TRECHO DO DOCUMENTO
::::
Lembro que ele guardava
mágoas e praguejava e maldizia uns carinhas e umas fulaninhas, eles eram
"cheios" e elas umas exibidas que se achavam.
Lembro que ele usava a
expressão "cunhenhem", e significava algo como um "coitado",
um "samoco" ou um "sem noção".
Lembro que ele buscava
uma namorada que seria seu par perfeito.
Lembro que
compartilhávamos a mesa no trabalho, e ele se deixava encantar com as histórias
que eu inventava, de aproximação às garotas e fiascos e perdas e conquistas.
Chamava-se Edilson e
nada sei de seus pais e irmãos, quem está por aí e quem já partiu.
Mais do que as palavras
que saíam de sua boca, lembro que sua expressão facial refletia um sujeito
ansioso e agitado.
Lembro que vim do norte
do Rio Grande do Sul e que ele me instruía sobre os bares e boates e padarias e
puteiros, onde rolavam orgias e outras coisas que deviam ser evitadas.
Lembro que naquela
época não havia HIV e poucos usavam camisinha, e chato e gonorreia eram coisas
normais.
Lembro que não tínhamos
medo da morte e do futuro, que vivíamos o "Carpe diem", lição que aprendemos
com o filme "Sociedade dos poetas mortos". Lembro que a cidade tinha
dois cinemas e muitos filmes eram bons, e então assistíamos no domingo e, de
novo, na terça-feira.
Lembro que o Edilson
tinha temperamento explosivo e fazia cara feia para chefes e patrões e
professores "xiitas", mas era nosso amigo e aceitava piadas e
brincadeiras.
Lembro que ele dizia
que quando fosse pra sala de aula os alunos iam se foder com ele.
Lembro que no futebol
ele era pouco habilidoso e batia muito.
Lembro que ele sonhava
ter um carro e, assim, conquistaria as garotas.
Lembro que nas festas
ele enchia a cara e tinha soluços e crises de choro. Lembro que nessas horas
necessitava de muita proteção, como se fosse o caçula da turma, ou a criança
mais nova da família.
::::
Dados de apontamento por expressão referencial
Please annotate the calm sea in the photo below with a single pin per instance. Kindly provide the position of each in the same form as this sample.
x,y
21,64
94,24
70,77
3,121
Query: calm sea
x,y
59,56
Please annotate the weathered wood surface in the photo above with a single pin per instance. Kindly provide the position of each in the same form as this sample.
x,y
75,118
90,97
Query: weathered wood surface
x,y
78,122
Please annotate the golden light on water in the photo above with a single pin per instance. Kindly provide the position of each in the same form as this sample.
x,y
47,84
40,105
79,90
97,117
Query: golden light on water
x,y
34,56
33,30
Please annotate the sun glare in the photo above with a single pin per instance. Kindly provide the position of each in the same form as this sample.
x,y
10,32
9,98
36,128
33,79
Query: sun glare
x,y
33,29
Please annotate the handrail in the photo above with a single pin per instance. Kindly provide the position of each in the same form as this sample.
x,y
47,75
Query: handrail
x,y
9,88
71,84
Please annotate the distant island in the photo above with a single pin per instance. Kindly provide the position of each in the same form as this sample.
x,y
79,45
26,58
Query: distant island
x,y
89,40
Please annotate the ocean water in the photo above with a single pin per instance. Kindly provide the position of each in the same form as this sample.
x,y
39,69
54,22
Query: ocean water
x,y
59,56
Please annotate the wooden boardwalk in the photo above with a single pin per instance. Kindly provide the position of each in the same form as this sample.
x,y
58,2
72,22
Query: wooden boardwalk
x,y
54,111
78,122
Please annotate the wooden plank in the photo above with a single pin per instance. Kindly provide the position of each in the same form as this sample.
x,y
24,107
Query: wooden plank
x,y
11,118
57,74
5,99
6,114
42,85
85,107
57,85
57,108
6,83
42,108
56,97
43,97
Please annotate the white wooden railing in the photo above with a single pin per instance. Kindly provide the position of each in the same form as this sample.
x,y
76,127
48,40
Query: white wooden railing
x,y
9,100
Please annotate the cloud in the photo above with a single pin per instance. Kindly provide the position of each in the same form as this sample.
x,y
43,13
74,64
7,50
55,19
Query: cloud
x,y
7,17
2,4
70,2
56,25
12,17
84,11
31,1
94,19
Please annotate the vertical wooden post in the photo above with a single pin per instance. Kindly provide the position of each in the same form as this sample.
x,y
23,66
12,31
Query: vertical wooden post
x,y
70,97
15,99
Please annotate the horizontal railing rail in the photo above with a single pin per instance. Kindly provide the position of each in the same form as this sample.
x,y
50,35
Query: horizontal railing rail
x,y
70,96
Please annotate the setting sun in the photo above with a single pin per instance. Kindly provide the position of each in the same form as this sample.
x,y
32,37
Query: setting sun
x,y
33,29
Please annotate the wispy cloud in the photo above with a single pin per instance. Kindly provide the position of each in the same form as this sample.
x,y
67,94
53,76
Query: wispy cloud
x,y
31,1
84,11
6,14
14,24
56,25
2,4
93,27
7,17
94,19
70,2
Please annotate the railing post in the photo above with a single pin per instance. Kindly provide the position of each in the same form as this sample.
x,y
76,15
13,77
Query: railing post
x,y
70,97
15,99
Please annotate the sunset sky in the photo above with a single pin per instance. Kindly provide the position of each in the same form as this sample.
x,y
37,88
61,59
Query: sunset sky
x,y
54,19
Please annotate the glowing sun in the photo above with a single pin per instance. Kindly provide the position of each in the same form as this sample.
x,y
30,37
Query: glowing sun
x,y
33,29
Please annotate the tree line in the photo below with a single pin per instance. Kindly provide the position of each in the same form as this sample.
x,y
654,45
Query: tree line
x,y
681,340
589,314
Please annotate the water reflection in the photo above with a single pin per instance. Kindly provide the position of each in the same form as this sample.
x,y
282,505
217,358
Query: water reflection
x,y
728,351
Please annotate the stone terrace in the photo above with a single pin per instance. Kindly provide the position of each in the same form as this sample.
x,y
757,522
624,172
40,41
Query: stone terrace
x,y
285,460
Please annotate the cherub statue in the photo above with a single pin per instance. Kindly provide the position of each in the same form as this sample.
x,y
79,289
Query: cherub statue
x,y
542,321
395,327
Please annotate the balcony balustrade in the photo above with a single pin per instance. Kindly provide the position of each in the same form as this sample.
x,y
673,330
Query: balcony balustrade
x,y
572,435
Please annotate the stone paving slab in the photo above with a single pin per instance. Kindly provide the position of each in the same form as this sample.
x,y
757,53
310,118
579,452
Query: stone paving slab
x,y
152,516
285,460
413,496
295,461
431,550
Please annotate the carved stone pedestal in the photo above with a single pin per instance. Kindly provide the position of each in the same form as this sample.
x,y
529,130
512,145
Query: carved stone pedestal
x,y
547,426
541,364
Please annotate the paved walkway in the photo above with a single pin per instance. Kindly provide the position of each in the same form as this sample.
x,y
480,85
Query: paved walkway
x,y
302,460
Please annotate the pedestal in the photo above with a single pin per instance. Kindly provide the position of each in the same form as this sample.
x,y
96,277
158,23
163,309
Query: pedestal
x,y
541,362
::::
O QUE FAZER
Transcreva o relato sobre Edilson começando em "Lembro que ele usava" e seguindo até "quem já partiu.", trocando "namorada" por "companheira".

EXERCÍCIO RESOLVIDO
Lembro que ele usava a
expressão "cunhenhem", e significava algo como um "coitado",
um "samoco" ou um "sem noção".
Lembro que ele buscava
uma companheira que seria seu par perfeito.
Lembro que
compartilhávamos a mesa no trabalho, e ele se deixava encantar com as histórias
que eu inventava, de aproximação às garotas e fiascos e perdas e conquistas.
Chamava-se Edilson e
nada sei de seus pais e irmãos, quem está por aí e quem já partiu.